Фрагмент текста:
'''

# в России/на Руси



## Clotario Demoniax

Приветствую вас!

I'd like to know what's the nuance between "в России", the prepositional of Россия, and "на Руси", whose grammatical category I've been unable to find so far. Is the latter merely a variant of the former? When to use each one?

Спасибо!


----------



## Maroseika

Россия is the name of exact state with which usually preposition в is used (probably the only two exceptions are Украина and Гоа).
Русь - hystorical name of the region with rather indefinite borders and limits, and maybe this is the reason why historically preposition на has fixed, like with islands. Actually this is the same reason why на Украине: in former times it was the name of the margin South-West regions of the Moscow state.


----------



## gvozd

Maroseika said:


> preposition в is used (probably the only two exceptions are Украина and Гоа)



Бали? Куба? Ямайка?


----------



## Maroseika

gvozd said:


> Бали? Куба? Ямайка?



They are islands unlike Goa. However maybe Goa is so isolated and different from the rest of the subcontinent, that may be perceived as an island, and that is why на Гоа.


----------



## gvozd

Maroseika said:


> They are islands unlike Goa. However maybe Goa is so isolated and different from the rest of the subcontinent, that may be perceived as an island, and that is why на Гоа.



На Аляске?


----------



## Maroseika

gvozd said:


> На Аляске?



Actually the most part of peninsulas are used with на: Таймыр, Камчатка, Аппенины. Maybe Крым is one of the exceptions. So Гоа to some extent is also a kind of peninsula in the conscience of the people, being surrounded but so different territories.


----------



## turkjey5

but:
в древней Руси (in ancient Rus)
в Западной Украине (in Western Ukraine)


----------



## e2-e4 X

Maroseika said:


> Actually the most part of peninsulas are used with на: Таймыр, Камчатка, Аппенины. Maybe Крым is one of the exceptions. So Гоа to some extent is also a kind of peninsula in the conscience of the people, being surrounded but so different territories.

'''

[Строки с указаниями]
'''

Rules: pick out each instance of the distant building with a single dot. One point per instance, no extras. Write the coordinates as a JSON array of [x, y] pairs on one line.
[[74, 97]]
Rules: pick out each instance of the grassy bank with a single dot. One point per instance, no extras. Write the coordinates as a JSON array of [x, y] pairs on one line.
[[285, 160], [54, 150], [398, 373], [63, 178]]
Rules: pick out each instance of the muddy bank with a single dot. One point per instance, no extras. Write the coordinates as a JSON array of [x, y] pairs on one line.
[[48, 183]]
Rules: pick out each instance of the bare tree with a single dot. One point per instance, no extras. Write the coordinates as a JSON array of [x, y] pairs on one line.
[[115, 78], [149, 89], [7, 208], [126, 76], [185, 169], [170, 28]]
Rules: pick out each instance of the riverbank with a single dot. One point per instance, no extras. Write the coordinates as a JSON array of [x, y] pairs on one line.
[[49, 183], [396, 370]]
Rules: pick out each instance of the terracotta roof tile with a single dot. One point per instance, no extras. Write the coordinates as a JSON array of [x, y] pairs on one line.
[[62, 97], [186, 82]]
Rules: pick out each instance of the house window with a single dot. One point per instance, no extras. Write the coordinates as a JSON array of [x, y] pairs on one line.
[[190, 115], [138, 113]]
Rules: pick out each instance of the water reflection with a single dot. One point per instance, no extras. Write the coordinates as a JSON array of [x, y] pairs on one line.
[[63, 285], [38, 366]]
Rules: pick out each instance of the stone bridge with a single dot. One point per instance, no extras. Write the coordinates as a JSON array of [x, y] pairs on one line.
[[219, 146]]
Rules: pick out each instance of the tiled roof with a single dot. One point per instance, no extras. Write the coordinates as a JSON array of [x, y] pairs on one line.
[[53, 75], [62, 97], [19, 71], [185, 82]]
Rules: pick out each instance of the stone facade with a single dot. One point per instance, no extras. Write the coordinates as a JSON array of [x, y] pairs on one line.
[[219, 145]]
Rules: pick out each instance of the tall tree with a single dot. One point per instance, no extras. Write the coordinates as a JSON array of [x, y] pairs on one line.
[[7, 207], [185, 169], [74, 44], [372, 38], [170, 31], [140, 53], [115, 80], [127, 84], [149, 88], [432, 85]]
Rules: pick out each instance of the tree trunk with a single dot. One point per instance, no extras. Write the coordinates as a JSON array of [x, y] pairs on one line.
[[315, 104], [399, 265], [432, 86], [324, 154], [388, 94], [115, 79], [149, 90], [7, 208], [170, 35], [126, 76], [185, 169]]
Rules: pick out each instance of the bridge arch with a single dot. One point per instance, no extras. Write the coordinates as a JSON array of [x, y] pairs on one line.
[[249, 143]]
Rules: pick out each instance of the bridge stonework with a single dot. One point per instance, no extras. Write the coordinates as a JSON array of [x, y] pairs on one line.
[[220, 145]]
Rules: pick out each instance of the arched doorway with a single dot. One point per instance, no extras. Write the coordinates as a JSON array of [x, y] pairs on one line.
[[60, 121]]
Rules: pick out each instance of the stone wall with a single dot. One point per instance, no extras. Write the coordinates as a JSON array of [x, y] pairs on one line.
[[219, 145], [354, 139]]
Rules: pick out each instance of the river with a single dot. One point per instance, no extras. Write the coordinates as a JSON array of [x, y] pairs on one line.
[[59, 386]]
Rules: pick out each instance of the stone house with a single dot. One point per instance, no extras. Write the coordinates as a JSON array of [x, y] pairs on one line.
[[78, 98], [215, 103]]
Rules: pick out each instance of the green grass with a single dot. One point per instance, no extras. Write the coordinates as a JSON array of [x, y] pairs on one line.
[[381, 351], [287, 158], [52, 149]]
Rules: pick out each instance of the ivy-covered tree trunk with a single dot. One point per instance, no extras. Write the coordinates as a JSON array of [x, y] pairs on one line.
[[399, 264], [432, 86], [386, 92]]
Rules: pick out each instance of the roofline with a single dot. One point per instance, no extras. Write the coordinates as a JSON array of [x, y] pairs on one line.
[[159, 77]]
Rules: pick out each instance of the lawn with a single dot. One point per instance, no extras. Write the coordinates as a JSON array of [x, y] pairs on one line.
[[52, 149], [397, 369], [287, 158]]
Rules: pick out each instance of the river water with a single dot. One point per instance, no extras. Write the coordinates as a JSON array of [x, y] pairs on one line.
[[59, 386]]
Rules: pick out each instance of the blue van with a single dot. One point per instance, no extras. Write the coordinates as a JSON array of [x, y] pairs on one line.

'''

Задания:
- a) Какой полуостров Maroseika в обсуждении предлогов «в России» и «на Руси» называет возможным исключением из правила об употреблении предлога «на»?
- b) Продолжите обсуждение предлогов «в России» и «на Руси», начав сразу после последней приведенной реплики.

Ответы к заданиям:
- a) Крым.

- b)
I think the same might be applied to Ukraine, in fact. Maybe it's thought not quite as a formation inside which people live, but as a land, a soil on which they do.  Forests, woodlands, for example, do not have borders either, but each of them has an inside, and so we say: «в таком-то лесу».


----------



## Maroseika

turkjey5 said:


> but:
> в древней Руси (in ancient Rus)
> в Западной Украине (in Western Ukraine)


Древняя Русь is a scientific term, while на Руси is very old construction. So на Древней Руси would sound a mix of styles, of course.
Actually Западная Украина is also often used with на. But this is quite definite geographical notion unlike ancient Украина (there were several territories with this name, such as Окская украина, Крымская украина, etc., cf. Western-European  marks). By the way, the recent practice to call Украина "the Ukraine" in English also is a reminder of the ancient notion.


----------



## Maroseika

e2-e4 X said:


> I think the same might be applied to Ukraine, in fact. Maybe it's thought not quite as a formation inside which people live, but as a land, a soil on which they do.  Forests, woodlands, for example, do not have borders either, but each of them has an inside, and so we say: «в таком-то лесу».



Well, the closest analogy is just на окраине. So I think you are right and на Украине, на Руси, на Вологодщине, на Ярославщине, на Неметчине, на Кубани are the same constructions.
And even на Урале, на Кавказе may be connected not with the notion на горе, but just на земле, at the territory without exact borders.


----------



## turkjey5

Maroseika said:


> By the way, the recent practice to call Украина "the Ukraine" in English also is a reminder of the ancient notion.



My English must be getting rusty, I never heard of that.


----------



## Maroseika

turkjey5 said:


> My English must be getting rusty, I never heard of that.



The Ukraine - geographical name, see Ukraine (Merriam-Webster's Collegiate Dictionary, 11th Edition (2003))

Also more than 700 examples since 1990 in the CCAE.


----------



## Garbuz

Предлоги "на" и "в" с географическими названиями - одна из самых запутанных проблем. Многие пытались распутать этот клубок, но до конца так и не получилось. Лучше запоминать, что с чем сочетается: на Смоленщине, но в Смоленской области; на Руси, но в Древней Руси и т.д.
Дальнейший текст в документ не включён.